§ **TASK PROMPT**
Set out the material from the line with "Give the exact" to the line with "negative clicks: (986, 743) (997, 766)" as a Markdown table with the columns Row and Line, skipping blank lines.

§ **PROVIDED DATA**
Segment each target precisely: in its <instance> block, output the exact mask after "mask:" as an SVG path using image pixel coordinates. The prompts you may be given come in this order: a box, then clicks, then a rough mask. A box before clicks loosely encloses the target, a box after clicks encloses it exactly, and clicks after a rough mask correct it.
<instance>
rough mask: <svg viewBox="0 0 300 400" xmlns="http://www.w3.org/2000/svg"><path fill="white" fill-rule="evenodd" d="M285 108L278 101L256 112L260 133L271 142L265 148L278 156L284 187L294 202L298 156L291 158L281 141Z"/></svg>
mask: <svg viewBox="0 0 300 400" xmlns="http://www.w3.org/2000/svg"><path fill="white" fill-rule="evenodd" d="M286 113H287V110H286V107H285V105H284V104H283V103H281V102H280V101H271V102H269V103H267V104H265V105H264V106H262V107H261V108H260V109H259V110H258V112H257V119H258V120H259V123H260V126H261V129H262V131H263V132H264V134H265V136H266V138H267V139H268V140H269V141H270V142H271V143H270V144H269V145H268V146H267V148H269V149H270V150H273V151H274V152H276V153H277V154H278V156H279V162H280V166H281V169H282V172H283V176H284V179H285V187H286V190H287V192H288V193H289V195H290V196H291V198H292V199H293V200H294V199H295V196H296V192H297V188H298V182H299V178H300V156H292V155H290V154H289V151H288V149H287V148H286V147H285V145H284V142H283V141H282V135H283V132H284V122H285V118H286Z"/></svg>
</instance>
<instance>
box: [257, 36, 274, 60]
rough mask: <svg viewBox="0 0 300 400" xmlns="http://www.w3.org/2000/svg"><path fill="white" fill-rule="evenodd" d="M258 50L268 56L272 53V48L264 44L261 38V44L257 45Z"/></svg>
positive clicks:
==
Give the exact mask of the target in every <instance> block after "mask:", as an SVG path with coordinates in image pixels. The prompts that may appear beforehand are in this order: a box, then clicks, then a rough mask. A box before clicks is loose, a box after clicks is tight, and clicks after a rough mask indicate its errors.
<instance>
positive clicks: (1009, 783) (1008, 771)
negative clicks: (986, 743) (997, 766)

§ **YOUR RESPONSE**
| Row | Line |
|---|---|
| 1 | Give the exact mask of the target in every <instance> block after "mask:", as an SVG path with coordinates in image pixels. The prompts that may appear beforehand are in this order: a box, then clicks, then a rough mask. A box before clicks is loose, a box after clicks is tight, and clicks after a rough mask indicate its errors. |
| 2 | <instance> |
| 3 | positive clicks: (1009, 783) (1008, 771) |
| 4 | negative clicks: (986, 743) (997, 766) |